▶ **Document excerpt**:
Fungus the Bogeyman
- First edition
- Author: Raymond Briggs
- Illustrator: Raymond Briggs
- Genre: Children's
- Published: 1977 at Hamish Hamilton
- Publication place: United Kingdom
- Pages: 42
- ISBN: 0-241-89553-7
- OCLC: 4035276
- Dewey Decimal: 741.5/942 19
- LC Class: PN6737.B7 F8

= Fungus the Bogeyman =

1977 children's picture book by Raymond Briggs

Fungus the Bogeyman is a 1977 children's picture book by British artist Raymond Briggs. It follows one day in the life of the title character, a working class Bogeyman with the mundane job of scaring human beings. The character and all related properties are now owned by Studiocanal.

==Plot==
The book follows a typical day for Fungus the Bogeyman, starting when he wakes up and ending just before he falls asleep. As his day progresses, he undergoes a mild existential crisis, pondering what his seemingly pointless job of scaring surface people is really for. He is a member of the Bogey society, which is very similar to British society, but Bogeymen enjoy things which humans (called Drycleaners because of their contrasting environmental preferences) would not be comfortable around; for example darkness, damp, cold and over-ripe food. The book depicts the mundane details of Bogey life in loving detail, with definitions of Bogey slang and numerous annotations concerning the myths, pets, hobbies, literature, clothing and food of the Bogeys.

▶ **Data extract**:
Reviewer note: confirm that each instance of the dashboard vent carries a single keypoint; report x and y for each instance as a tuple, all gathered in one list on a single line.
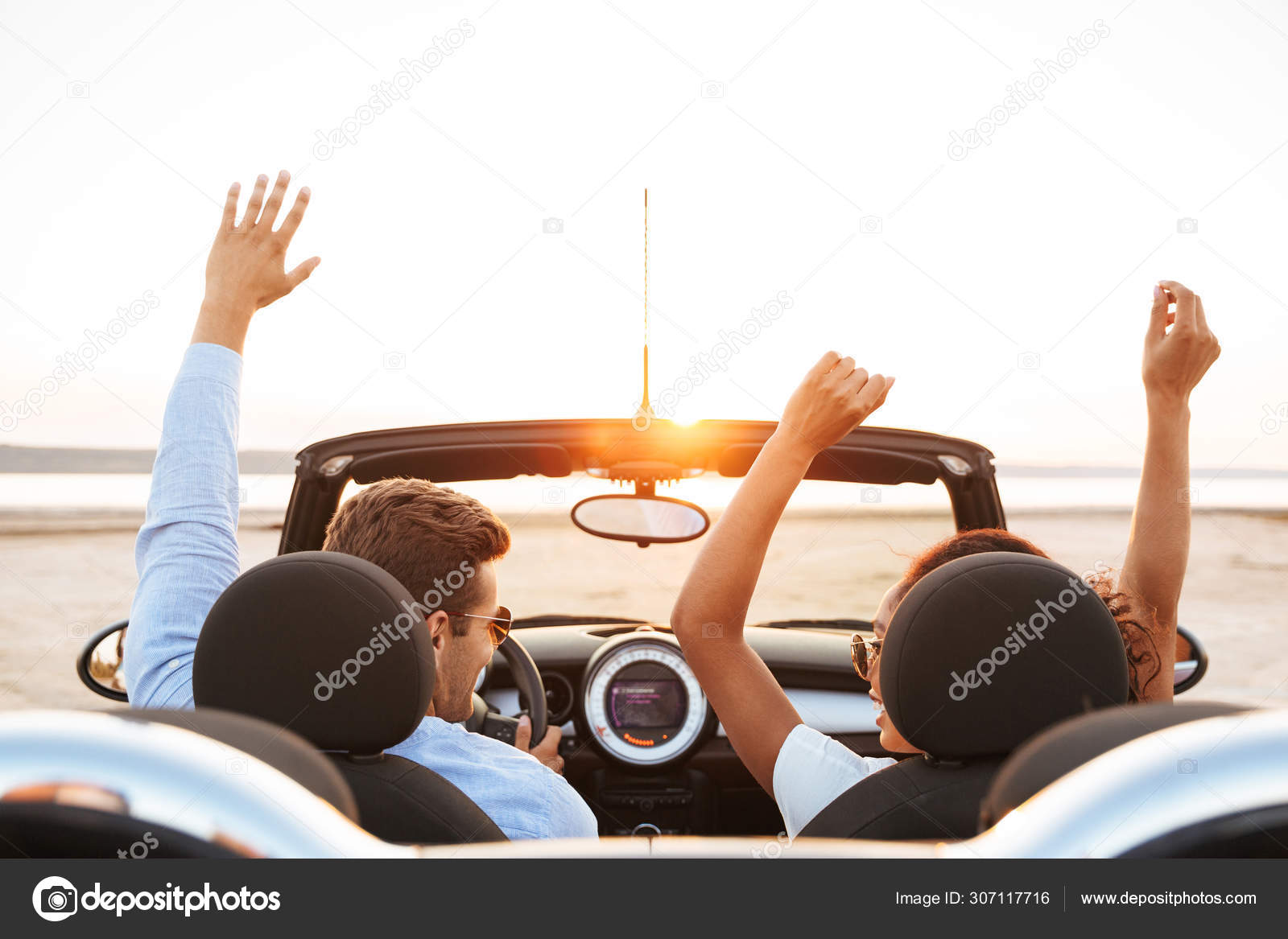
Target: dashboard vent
[(559, 697)]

▶ **Exercises**:
**1.** In the Fungus the Bogeyman article, which subjects do the book's annotations on Bogeys concern? List every one.
**2.** Extend the Fungus the Bogeyman article beyond its final sentence.
The listing above comes from a separate source and has no connection to the article on Fungus the Bogeyman.

▶ **Results**:
**1.** Myths, pets, hobbies, literature, clothing and food.

**2.**
Much of the humour derives from word play. For example, Bogeymen are shown to enjoy eating and sharing flies in a similar way to human cigarettes; one brand of fly is the "strong French Gallwasp", a pun on the cigarette Gauloises.

==Adaptations==
Over a period of decades, a number of attempts were made to make a film from the book, which was difficult given its lack of an actual plot. In 2002 the BBC began work on a three-part TV comedy series, which ultimately aired in November 2004 and is available as a DVD, starring Clare Thomas as Jessica White, Martin Clunes as her father and Mak Wilson as Fungus. This Gala Films production with screenplay by author Mark Haddon, featuring live-action humans and animated Bogeys, was nominated for five awards. It tells of how Jessica, a human teenager, finds her way into Bogeydom and meets Fungus and his family. The family has an addition, a daughter named Mucus, and Fungus' son Mould (who featured in the original book) is a teenager going through a rebellious phase: cleaning things instead of dirtying them.

A three-part adaptation, featuring Timothy Spall as the title character, aired on Sky1 in December 2015 and was partly shot at West London Film Studios. This adaption also starred Marc Warren, Keeley Hawes, Joanna Scanlan, Jimmy Akingbola, Paul Kaye, and also Victoria Wood in her final television role before her death in April 2016. It was produced by Andy Serkis's motion-capture studio, The Imaginarium, with Serkis also as the narrator.

A stage production, based on the book, was performed at artsdepot in North London between November 2007 and August 2008. A co-production with Pilot Theatre, the show was directed and adapted by Marcus Romer and designed by Ali Allen.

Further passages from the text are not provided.